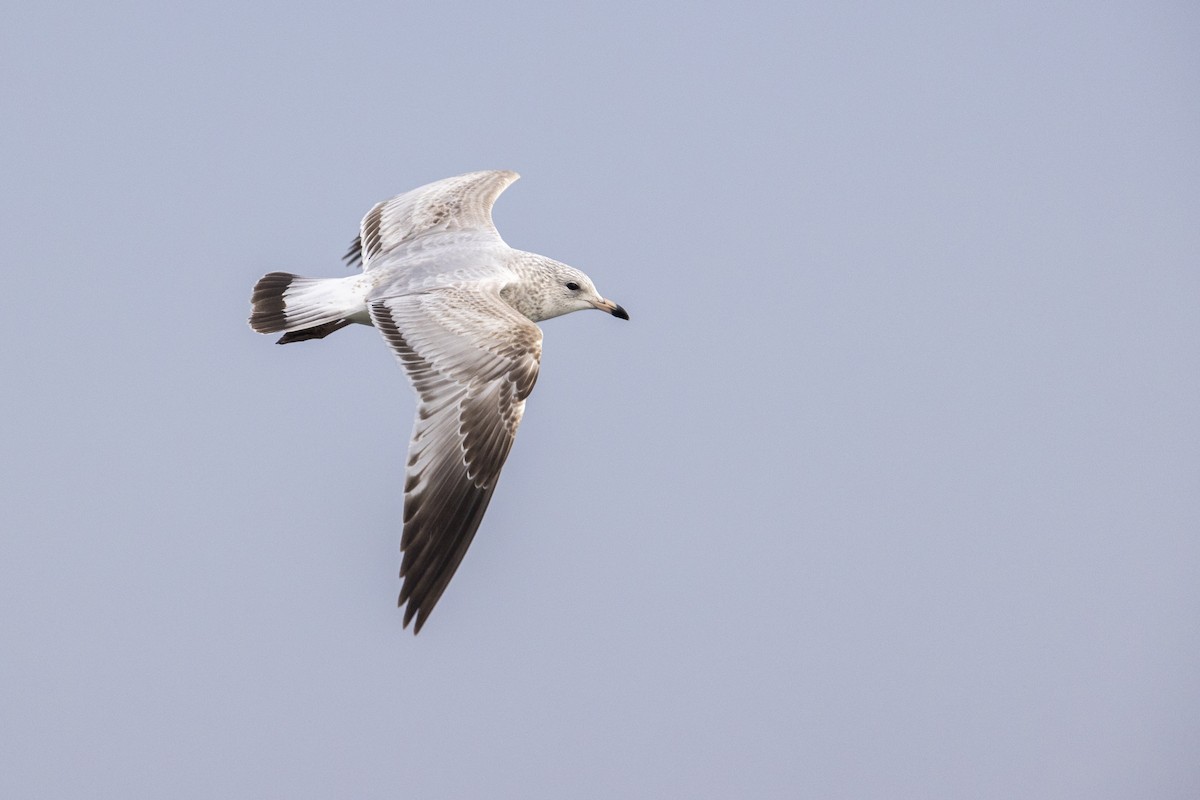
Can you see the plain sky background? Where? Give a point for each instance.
(891, 487)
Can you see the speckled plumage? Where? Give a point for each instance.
(457, 306)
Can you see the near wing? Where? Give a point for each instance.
(461, 204)
(473, 361)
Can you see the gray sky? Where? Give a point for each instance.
(891, 488)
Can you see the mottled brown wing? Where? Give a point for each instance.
(473, 360)
(454, 204)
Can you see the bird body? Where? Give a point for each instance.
(457, 306)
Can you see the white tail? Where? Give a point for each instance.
(313, 307)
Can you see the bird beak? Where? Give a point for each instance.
(612, 308)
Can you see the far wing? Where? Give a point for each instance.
(454, 204)
(473, 360)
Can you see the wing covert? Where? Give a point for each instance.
(473, 361)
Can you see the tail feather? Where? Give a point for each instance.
(306, 308)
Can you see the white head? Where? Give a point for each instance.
(563, 289)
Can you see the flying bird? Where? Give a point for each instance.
(457, 306)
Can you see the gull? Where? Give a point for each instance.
(457, 306)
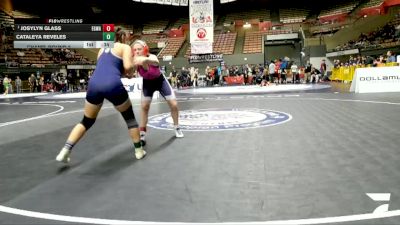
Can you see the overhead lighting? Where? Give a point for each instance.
(247, 25)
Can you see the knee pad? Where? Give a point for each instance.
(87, 122)
(129, 118)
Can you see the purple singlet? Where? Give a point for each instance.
(152, 73)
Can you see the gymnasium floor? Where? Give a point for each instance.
(312, 154)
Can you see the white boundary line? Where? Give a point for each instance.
(337, 219)
(74, 219)
(31, 118)
(290, 117)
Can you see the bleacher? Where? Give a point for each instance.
(293, 15)
(253, 40)
(153, 38)
(223, 43)
(180, 22)
(261, 15)
(343, 8)
(155, 27)
(372, 3)
(173, 46)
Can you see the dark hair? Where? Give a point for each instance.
(119, 35)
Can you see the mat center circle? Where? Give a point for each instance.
(220, 119)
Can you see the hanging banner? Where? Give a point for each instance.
(206, 58)
(201, 21)
(184, 2)
(201, 48)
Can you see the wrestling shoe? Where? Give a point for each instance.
(63, 156)
(178, 132)
(140, 153)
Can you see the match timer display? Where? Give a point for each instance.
(63, 33)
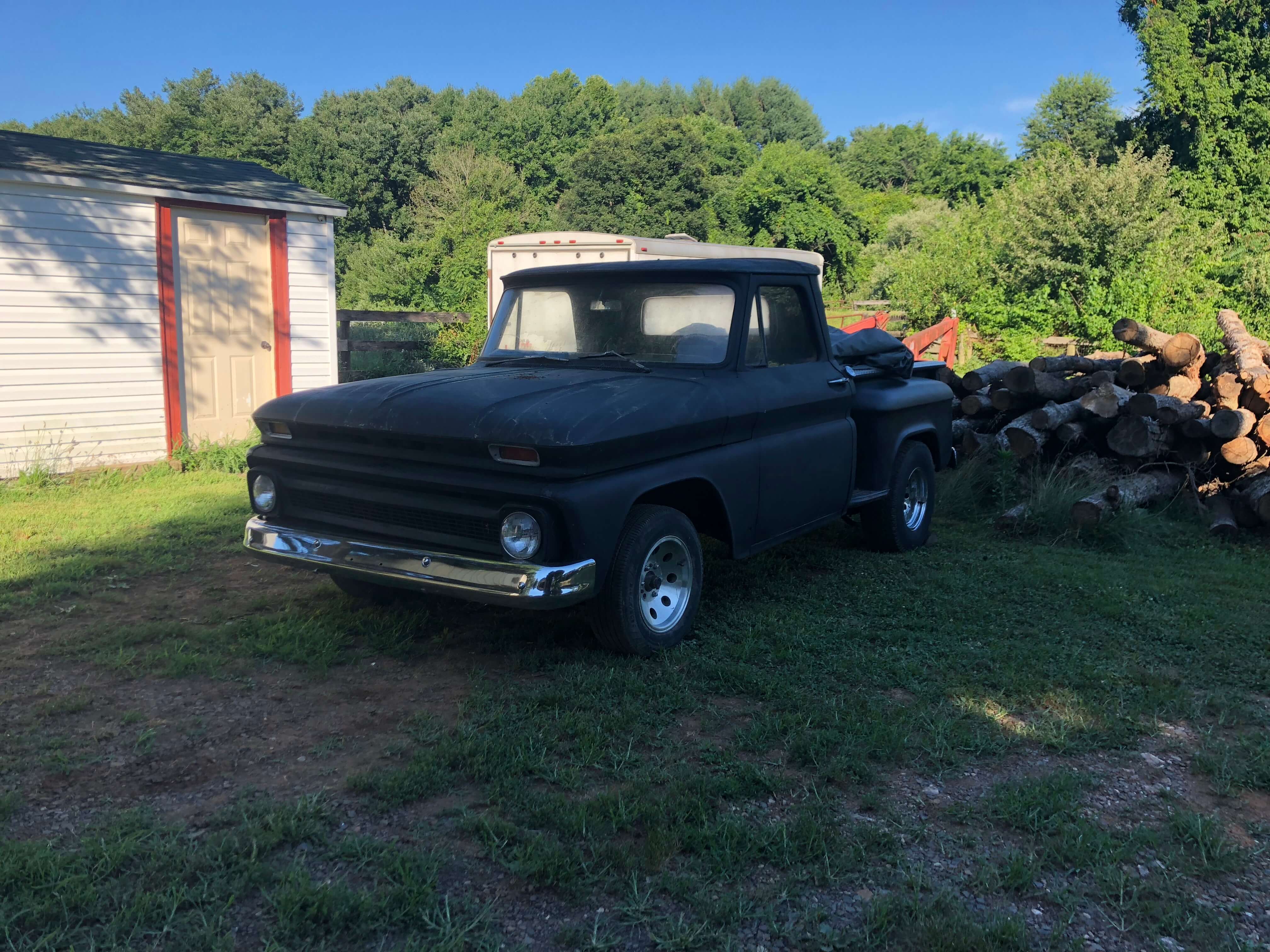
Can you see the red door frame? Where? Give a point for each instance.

######

Swap "instance" for "occurrence" throughout all of the records above, changing nothing else, and omit the pictures from your answer.

Can you see the plain sky background? Where? Give a point for each occurrence.
(891, 487)
Can you see the speckled plumage? Where? Give a point for each occurrence.
(457, 306)
Can you see the near wing? Where? Give a point for each occurrence.
(461, 204)
(473, 361)
Can you see the gray sky? Where? Give a point for each occurrence.
(891, 488)
Can you see the mottled brown wing? Where? Give a point for each occurrence.
(473, 360)
(454, 204)
Can you see the bird body? Where? Give a point for each occurrence.
(457, 306)
Can you see the white tail? Where? Give a point for each occurrence.
(313, 307)
Can you see the bird beak? Where? Give a point for each occurrence.
(612, 308)
Can you see the far wing? Where? Give a point for each occurrence.
(454, 204)
(473, 360)
Can you see the wing covert? Where? Give a point for each occurrence.
(473, 361)
Can you see the tail feather? Where? Give a point for each occurrence.
(306, 308)
Can you see the white head? Where? Give a point for each occurrence.
(563, 289)
Can you see the flying bird? Where? Give a point for each occurrence.
(457, 306)
Can you see the gull? Where? Give a point for each occurrence.
(457, 306)
Can you see the overhead lighting? Where? Give a point for each occurrence.
(247, 25)
Can you see the knee pad? Where? Give a point for each occurrence.
(87, 122)
(129, 118)
Can you see the purple singlet? Where? Give a point for each occurrence.
(152, 73)
Can you see the gymnasium floor? Where? Give a point for each occurrence.
(312, 154)
Can you see the white boundary line? Where? Give a point for each occurrence.
(337, 219)
(74, 219)
(31, 118)
(290, 117)
Can you see the bleacher? Where? Give a point for each occurrence.
(293, 15)
(253, 40)
(153, 38)
(223, 43)
(180, 22)
(261, 15)
(343, 8)
(155, 27)
(372, 3)
(173, 46)
Can you see the dark hair? Where? Give a point for each occurrence.
(119, 35)
Can you see the mat center circle? Where? Give a point for each occurrence.
(220, 119)
Can you see the hanging banner? Where? Give a point for each occurrence.
(206, 58)
(201, 21)
(184, 2)
(201, 48)
Can you see the wrestling shoe? Where? Give a point for each occurrence.
(63, 156)
(178, 132)
(140, 153)
Can you see the match timer display? Where? Give a point for each occurrence.
(63, 33)
Can you see the red door frame? Where? Give a point for each occurrence.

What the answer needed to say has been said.